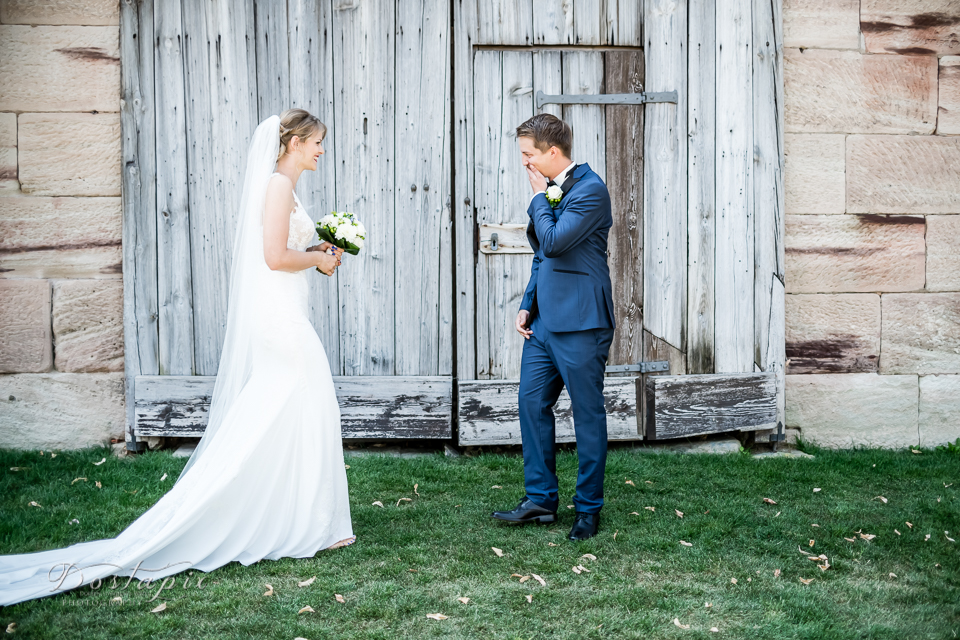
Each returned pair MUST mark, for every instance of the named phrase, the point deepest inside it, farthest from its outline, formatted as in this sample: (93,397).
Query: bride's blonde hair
(300,123)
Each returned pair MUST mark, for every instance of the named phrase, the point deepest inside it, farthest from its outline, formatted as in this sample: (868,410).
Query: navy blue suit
(570,301)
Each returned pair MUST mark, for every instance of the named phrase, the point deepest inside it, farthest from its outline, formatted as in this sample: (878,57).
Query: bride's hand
(327,262)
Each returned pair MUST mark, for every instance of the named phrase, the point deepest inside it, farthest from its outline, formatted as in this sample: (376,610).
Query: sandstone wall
(872,115)
(61,312)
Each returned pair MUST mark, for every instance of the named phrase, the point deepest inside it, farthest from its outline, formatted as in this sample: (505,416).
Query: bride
(267,480)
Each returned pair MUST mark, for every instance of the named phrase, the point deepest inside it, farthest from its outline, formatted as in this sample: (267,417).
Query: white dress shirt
(559,178)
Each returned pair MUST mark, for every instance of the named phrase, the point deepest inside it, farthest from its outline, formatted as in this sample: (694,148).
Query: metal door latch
(640,367)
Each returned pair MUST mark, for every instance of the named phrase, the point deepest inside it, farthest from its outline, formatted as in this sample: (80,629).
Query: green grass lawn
(419,557)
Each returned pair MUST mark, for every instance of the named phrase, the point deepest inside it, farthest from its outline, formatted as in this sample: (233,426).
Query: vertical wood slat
(583,74)
(174,273)
(272,57)
(701,186)
(504,22)
(623,72)
(665,167)
(503,98)
(735,216)
(464,37)
(140,336)
(769,338)
(422,190)
(221,116)
(364,117)
(311,87)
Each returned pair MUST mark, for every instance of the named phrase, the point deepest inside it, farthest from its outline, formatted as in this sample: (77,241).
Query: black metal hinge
(607,98)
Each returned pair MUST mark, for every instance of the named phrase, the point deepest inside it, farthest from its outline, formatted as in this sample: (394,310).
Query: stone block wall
(872,116)
(61,292)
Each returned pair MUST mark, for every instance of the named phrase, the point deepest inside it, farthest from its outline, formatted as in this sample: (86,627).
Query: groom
(566,317)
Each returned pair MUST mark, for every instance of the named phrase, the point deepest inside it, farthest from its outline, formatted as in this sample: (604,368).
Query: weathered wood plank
(464,37)
(364,80)
(174,272)
(665,167)
(141,350)
(511,238)
(504,22)
(623,73)
(583,74)
(220,72)
(311,87)
(734,298)
(489,415)
(273,58)
(679,406)
(370,406)
(701,186)
(503,98)
(422,190)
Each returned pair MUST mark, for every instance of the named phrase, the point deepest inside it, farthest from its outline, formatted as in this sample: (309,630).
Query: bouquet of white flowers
(342,230)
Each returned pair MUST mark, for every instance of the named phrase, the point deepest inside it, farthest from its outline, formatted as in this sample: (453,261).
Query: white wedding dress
(267,480)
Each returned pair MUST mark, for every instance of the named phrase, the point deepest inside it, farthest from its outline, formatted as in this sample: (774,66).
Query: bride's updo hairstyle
(300,123)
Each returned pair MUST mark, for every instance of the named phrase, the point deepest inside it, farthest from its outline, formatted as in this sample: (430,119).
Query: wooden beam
(413,407)
(680,406)
(488,412)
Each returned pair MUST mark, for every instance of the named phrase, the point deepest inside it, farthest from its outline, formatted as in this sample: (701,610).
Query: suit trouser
(575,359)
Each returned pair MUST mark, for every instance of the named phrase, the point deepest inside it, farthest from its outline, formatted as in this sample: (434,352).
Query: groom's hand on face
(523,318)
(537,181)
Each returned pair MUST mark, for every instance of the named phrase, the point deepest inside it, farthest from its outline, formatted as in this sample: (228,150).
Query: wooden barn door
(198,77)
(609,139)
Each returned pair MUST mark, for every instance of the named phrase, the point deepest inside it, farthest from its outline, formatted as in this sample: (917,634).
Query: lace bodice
(302,229)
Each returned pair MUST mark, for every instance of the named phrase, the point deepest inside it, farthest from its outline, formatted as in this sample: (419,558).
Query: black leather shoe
(585,526)
(526,511)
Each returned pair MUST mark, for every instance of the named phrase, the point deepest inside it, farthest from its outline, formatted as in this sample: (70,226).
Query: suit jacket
(570,282)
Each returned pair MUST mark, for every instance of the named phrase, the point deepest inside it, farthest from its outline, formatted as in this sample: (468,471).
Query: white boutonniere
(554,194)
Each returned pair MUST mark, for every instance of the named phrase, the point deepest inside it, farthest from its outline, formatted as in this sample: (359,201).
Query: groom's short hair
(548,131)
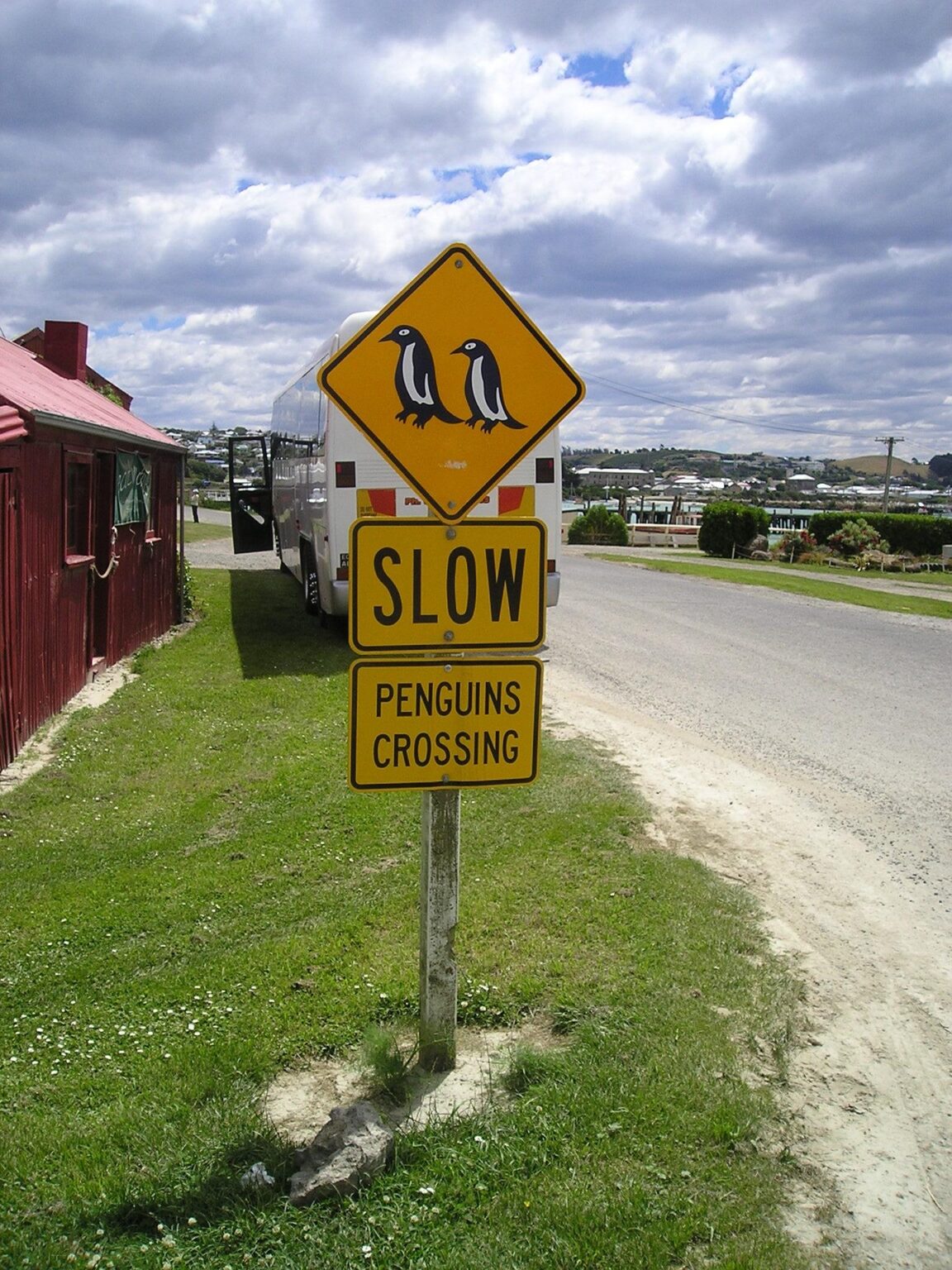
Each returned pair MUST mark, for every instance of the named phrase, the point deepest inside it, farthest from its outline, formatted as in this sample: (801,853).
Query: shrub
(599,525)
(856,537)
(187,590)
(795,544)
(726,526)
(919,535)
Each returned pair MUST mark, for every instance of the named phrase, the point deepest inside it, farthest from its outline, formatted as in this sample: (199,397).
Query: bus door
(250,494)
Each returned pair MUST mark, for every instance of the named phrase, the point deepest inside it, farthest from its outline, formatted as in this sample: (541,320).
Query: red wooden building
(89,518)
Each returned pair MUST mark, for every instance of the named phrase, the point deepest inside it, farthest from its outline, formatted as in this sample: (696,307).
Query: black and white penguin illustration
(483,388)
(416,380)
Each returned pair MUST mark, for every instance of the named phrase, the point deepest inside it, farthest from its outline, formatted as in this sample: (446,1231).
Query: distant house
(89,499)
(617,478)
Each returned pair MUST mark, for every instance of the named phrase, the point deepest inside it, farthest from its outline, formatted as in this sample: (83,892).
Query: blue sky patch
(599,70)
(153,322)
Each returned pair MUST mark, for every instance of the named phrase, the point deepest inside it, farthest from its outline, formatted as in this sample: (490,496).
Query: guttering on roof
(98,429)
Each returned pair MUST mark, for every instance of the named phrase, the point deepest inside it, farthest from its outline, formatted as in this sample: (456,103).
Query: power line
(715,414)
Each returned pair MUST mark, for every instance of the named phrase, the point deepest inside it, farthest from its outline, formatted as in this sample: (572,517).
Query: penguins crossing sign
(452,383)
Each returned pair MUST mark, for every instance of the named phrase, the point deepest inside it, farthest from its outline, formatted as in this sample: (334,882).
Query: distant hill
(875,465)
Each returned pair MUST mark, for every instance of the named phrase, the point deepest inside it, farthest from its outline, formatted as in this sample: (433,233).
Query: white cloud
(725,206)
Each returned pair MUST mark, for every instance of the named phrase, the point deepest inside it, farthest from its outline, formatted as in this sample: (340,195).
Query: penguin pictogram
(483,388)
(416,380)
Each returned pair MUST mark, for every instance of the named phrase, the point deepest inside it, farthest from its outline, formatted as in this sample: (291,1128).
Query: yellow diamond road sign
(452,383)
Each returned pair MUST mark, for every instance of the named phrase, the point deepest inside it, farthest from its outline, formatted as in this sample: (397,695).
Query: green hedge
(599,525)
(921,535)
(725,526)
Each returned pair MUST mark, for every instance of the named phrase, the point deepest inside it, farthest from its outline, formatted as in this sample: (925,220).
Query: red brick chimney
(65,348)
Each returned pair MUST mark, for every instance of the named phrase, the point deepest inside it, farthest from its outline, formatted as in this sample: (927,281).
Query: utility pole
(890,442)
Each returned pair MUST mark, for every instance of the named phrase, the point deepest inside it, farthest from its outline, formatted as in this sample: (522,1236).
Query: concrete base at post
(440,892)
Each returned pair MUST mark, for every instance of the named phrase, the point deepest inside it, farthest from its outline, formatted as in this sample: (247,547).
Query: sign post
(454,385)
(440,890)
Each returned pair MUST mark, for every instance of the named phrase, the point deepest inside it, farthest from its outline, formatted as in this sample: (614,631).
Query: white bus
(321,474)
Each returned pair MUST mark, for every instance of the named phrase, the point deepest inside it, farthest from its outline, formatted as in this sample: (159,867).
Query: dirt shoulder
(869,1090)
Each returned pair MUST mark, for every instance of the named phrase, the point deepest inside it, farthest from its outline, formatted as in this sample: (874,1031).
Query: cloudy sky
(733,218)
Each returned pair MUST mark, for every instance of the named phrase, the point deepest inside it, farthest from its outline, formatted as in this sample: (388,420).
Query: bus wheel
(309,571)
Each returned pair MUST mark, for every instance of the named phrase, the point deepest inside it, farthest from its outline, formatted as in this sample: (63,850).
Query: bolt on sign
(419,585)
(435,725)
(452,383)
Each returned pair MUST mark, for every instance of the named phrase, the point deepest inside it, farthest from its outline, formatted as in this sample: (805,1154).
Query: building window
(134,489)
(79,504)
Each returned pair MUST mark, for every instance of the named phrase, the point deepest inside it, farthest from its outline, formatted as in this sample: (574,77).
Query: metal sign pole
(440,907)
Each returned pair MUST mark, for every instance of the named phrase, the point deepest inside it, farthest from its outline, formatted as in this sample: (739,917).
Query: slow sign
(445,724)
(452,383)
(423,585)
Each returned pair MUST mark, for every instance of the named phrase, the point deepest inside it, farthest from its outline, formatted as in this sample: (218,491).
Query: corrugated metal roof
(31,386)
(12,426)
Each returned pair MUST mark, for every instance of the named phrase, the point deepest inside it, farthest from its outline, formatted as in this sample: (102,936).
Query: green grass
(205,531)
(193,853)
(797,582)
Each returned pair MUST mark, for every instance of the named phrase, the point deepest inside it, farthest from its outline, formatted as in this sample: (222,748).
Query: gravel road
(800,748)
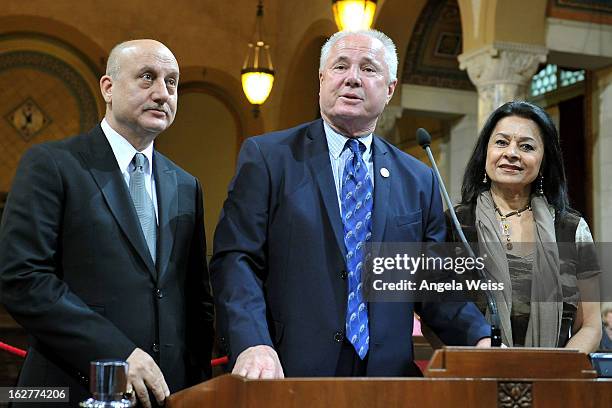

EXERCISE DIRECTIONS:
In the listing above, locate the line containing "Query: vertical wood slat" and the line containing "this sample: (77,241).". Transcribe those two lines and everything between them, exactly as written.

ANSWER TO THE PROBLEM:
Query: vertical wood slat
(583,74)
(174,273)
(272,57)
(701,186)
(504,22)
(623,72)
(665,167)
(503,98)
(735,216)
(464,37)
(140,336)
(769,338)
(422,190)
(221,116)
(364,117)
(311,87)
Each returned pair MUST mark, for every instance of the named phrase, the point deepest inside it, farthest from its outline, formatted as in this sample: (77,241).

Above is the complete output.